▸ Complete the following
**1.** Name every quantity that the passage on write amplification writes with a Greek letter, and give the letter for each.
**2.** Translate this sentence from the passage on write amplification into Spanish: "Many efforts have been made to minimize write amplification to extend flash lifetime."
--- START Text segment ---
From (6), we see that relative lifetime  $\varphi$  can be expressed using relative traffic  $\gamma$ . The advantage of using relative traffic to compare relative lifetime is that the rated write cycles  $\delta$  and the capacity of the device  $\varepsilon$  are taken out of the equation.

The flash lifetime in practice is smaller than the ideal flash lifetime due to a factor, called write amplification. Write amplification is referred to as the phenomenon that n bytes of write traffic from a file system will be translated into nm (m > 1) bytes of write traffic to flash. There are several factors [27] that contribute to write amplification. First, write amplification is caused by wear leveling, where cold/hot data swapping consumes extra write cycles. Second, garbage collection contributes to write amplification. In garbage collection, in order to reclaim invalid pages, the valid pages within the reclaiming blocks need to be relocated, which consumes extra write cycles. Write amplification varies for different FTL. Usually, simpler FTLs own larger write amplification while more complex FTLs have smaller write amplification. Many efforts have been made to minimize write amplification to extend flash lifetime. According to Soundararajan et al. [8], flash lifetime can be an order of magnitude worse than the optimum even for advanced FTLs, such as Intel X25-M MLC SSD.
--- END Text segment ---
--- START Data lines ---
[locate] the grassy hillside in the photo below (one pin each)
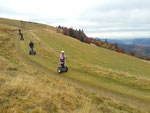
(119, 83)
(137, 49)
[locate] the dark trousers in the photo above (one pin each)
(62, 65)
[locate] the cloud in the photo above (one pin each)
(99, 18)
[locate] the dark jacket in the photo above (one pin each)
(31, 44)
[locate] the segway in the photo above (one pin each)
(62, 69)
(32, 52)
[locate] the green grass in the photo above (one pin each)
(90, 64)
(119, 74)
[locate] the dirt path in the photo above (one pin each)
(100, 91)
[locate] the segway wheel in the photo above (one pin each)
(59, 70)
(66, 69)
(30, 53)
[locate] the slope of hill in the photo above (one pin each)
(98, 80)
(136, 41)
(137, 49)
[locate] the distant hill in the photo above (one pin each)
(137, 41)
(99, 80)
(137, 49)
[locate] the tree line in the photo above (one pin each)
(80, 35)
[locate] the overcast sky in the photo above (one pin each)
(98, 18)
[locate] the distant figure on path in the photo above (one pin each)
(31, 46)
(19, 31)
(62, 59)
(21, 37)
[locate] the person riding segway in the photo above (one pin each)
(31, 46)
(62, 67)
--- END Data lines ---
▸ Responses to the exercise
**1.** Relative lifetime (φ), relative traffic (γ), rated write cycles (δ), capacity of the device (ε)

**2.** Se han realizado muchos esfuerzos para minimizar la amplificación de escritura con el fin de prolongar la vida útil de la memoria flash.